Work to be completed> Could you copy out, unchanged, the lines in the rows below from the line with "Could you please outline every instance of the front" up to and including the line with "M 266 86 L 266"?

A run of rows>
+ + + + + + +

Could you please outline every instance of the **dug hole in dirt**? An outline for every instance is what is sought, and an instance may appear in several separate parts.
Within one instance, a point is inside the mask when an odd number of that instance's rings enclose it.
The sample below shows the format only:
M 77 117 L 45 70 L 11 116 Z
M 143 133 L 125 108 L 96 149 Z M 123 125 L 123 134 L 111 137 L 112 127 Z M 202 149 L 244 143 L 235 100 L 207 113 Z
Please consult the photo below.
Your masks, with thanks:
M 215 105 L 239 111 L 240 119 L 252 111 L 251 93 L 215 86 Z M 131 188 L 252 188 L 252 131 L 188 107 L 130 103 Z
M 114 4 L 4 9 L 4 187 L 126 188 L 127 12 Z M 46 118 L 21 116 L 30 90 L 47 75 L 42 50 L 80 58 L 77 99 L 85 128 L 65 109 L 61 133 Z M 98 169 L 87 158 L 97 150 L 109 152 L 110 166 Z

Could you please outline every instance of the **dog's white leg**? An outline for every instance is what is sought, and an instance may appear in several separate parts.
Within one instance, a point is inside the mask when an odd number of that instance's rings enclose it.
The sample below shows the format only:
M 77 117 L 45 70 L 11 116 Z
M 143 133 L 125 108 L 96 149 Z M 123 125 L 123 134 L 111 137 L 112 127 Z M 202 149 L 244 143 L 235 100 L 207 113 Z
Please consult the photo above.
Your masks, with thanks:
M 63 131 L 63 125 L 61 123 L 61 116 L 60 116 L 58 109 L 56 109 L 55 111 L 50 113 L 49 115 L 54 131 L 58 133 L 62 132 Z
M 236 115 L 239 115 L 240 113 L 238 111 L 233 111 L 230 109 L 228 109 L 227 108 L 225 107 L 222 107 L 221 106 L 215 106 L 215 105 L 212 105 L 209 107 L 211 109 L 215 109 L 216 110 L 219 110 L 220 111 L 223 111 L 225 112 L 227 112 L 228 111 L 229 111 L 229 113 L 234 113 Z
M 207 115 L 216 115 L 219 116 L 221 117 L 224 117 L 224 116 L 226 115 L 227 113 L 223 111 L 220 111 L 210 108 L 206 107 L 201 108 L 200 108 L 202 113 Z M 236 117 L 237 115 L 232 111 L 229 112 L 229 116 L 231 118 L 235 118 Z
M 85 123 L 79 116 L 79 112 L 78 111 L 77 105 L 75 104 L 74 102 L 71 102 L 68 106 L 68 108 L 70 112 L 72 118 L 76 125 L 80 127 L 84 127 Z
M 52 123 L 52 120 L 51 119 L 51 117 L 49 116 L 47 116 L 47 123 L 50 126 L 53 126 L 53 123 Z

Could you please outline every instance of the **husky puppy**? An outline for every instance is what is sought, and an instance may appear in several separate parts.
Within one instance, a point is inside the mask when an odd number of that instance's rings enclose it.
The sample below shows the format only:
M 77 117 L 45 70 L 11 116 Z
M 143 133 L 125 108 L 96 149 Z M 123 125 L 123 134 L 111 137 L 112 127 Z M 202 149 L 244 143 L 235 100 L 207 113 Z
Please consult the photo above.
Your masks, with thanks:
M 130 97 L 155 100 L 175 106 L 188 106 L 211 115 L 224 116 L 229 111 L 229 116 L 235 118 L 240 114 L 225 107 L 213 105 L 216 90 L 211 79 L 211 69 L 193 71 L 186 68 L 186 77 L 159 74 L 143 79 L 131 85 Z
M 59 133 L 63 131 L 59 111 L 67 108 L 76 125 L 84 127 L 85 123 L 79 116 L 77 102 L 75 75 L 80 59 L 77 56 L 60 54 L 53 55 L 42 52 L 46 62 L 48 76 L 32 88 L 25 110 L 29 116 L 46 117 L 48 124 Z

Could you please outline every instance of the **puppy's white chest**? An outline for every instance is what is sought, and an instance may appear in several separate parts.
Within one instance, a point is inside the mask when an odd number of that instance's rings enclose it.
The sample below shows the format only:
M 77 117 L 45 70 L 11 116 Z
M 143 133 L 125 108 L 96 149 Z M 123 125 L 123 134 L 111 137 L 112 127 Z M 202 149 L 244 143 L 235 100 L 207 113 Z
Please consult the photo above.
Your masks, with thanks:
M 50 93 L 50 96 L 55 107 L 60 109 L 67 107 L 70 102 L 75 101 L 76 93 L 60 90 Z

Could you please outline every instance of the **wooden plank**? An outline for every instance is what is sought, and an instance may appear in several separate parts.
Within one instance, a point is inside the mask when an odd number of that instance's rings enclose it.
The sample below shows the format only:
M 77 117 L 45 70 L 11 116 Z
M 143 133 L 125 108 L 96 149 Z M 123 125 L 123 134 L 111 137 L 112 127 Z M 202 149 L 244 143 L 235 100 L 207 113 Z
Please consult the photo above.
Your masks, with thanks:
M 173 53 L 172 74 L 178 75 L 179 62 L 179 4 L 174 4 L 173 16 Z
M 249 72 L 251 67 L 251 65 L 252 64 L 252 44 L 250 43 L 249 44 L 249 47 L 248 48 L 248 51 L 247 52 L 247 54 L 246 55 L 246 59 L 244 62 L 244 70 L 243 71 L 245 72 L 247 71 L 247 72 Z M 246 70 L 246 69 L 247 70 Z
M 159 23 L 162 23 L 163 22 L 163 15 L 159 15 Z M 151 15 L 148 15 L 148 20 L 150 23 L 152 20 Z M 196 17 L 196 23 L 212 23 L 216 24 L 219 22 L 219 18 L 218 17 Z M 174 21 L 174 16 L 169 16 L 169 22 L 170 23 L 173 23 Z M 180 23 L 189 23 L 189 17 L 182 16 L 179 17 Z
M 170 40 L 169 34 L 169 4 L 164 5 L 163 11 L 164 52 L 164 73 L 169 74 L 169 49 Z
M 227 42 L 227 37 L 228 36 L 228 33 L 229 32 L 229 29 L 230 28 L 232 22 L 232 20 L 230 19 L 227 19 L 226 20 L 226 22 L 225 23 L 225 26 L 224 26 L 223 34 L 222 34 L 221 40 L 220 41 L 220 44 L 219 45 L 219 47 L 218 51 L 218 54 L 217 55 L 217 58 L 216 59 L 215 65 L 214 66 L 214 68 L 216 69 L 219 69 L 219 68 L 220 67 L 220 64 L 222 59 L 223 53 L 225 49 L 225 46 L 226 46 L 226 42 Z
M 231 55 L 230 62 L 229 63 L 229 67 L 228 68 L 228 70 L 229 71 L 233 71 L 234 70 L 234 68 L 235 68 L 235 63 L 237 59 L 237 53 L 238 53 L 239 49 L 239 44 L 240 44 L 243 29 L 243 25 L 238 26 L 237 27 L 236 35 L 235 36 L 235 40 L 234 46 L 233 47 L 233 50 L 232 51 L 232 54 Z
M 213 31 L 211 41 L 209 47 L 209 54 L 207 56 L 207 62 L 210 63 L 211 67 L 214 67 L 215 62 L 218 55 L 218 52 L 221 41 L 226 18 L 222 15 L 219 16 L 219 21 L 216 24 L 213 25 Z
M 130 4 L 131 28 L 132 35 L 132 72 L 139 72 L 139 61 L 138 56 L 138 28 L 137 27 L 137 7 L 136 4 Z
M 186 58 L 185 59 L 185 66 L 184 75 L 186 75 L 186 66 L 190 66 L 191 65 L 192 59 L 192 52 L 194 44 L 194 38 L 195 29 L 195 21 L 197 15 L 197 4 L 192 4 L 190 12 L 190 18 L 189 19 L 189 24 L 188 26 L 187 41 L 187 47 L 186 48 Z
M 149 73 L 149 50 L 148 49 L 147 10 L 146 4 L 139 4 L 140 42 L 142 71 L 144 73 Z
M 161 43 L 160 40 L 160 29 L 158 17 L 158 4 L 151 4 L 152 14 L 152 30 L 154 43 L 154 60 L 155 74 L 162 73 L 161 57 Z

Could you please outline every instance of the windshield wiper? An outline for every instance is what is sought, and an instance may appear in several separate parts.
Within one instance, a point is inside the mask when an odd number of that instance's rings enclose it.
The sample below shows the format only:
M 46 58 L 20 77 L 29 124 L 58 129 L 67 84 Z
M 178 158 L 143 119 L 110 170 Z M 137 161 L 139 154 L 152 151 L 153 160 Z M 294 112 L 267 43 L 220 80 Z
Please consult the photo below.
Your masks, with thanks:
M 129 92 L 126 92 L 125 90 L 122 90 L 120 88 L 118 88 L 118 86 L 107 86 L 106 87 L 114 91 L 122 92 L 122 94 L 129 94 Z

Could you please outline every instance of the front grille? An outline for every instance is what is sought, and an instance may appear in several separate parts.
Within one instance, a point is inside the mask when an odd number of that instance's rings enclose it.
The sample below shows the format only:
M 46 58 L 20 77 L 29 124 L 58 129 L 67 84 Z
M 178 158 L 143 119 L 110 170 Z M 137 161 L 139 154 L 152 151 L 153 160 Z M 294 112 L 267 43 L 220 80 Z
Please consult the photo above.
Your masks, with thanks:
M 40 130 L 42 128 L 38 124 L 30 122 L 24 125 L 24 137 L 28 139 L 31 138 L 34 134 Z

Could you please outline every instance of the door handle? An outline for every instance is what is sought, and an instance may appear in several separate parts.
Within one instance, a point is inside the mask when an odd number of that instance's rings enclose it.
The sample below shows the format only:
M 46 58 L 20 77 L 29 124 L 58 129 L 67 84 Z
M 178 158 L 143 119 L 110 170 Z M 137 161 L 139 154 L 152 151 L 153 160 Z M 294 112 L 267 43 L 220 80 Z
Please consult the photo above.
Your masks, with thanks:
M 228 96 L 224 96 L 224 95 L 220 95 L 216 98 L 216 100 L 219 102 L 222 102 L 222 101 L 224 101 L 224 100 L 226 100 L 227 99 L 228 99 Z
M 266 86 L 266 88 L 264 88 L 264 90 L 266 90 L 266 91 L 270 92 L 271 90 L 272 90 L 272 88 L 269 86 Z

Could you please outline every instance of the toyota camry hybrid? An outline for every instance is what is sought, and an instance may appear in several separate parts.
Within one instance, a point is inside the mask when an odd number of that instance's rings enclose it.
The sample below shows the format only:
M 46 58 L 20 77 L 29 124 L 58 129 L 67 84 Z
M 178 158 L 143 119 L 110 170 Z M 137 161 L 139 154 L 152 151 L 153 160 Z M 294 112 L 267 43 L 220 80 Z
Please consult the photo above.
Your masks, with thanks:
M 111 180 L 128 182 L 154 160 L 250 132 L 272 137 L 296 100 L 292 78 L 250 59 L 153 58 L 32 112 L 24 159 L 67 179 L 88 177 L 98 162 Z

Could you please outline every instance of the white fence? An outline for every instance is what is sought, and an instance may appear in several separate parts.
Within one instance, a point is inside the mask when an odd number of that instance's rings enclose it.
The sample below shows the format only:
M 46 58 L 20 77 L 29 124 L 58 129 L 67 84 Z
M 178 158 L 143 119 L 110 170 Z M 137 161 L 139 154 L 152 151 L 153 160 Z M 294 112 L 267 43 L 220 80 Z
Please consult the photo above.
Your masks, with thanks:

+ + + + + + +

Finished task>
Could you please outline every instance of the front grille? An outline for every instance is what is sought, and an instance may appear in several separate parts.
Within one instance, a point is inside the mask when an odd number of that instance's rings enclose it.
The sample below shows the format only:
M 46 58 L 20 77 L 29 124 L 58 129 L 67 84 Z
M 178 158 L 143 119 L 110 170 Z M 137 161 L 139 154 L 152 151 L 153 160 Z M 294 112 L 267 43 L 220 80 Z
Please consult the photo above.
Your masks, with thanks:
M 40 130 L 42 128 L 38 124 L 30 122 L 24 125 L 24 137 L 28 139 L 31 138 L 34 134 Z

Could you please outline every instance of the door handle? An outline for every instance is what is sought, and an instance may appear in several separate parts.
Within one instance, a point is inside the mask when an odd number of that instance's rings enclose it.
The sample below shows the format only:
M 46 58 L 20 77 L 29 124 L 58 129 L 67 84 Z
M 178 158 L 143 119 L 110 170 Z M 137 161 L 139 154 L 152 151 L 153 160 Z M 294 112 L 267 43 L 220 80 Z
Please consult the photo above.
Your masks, with thanks:
M 228 96 L 224 96 L 224 95 L 220 95 L 216 98 L 216 100 L 219 102 L 222 102 L 222 101 L 224 101 L 224 100 L 226 100 L 227 99 L 228 99 Z
M 266 86 L 266 88 L 264 88 L 264 90 L 266 90 L 266 91 L 270 92 L 271 90 L 272 90 L 272 88 L 269 86 Z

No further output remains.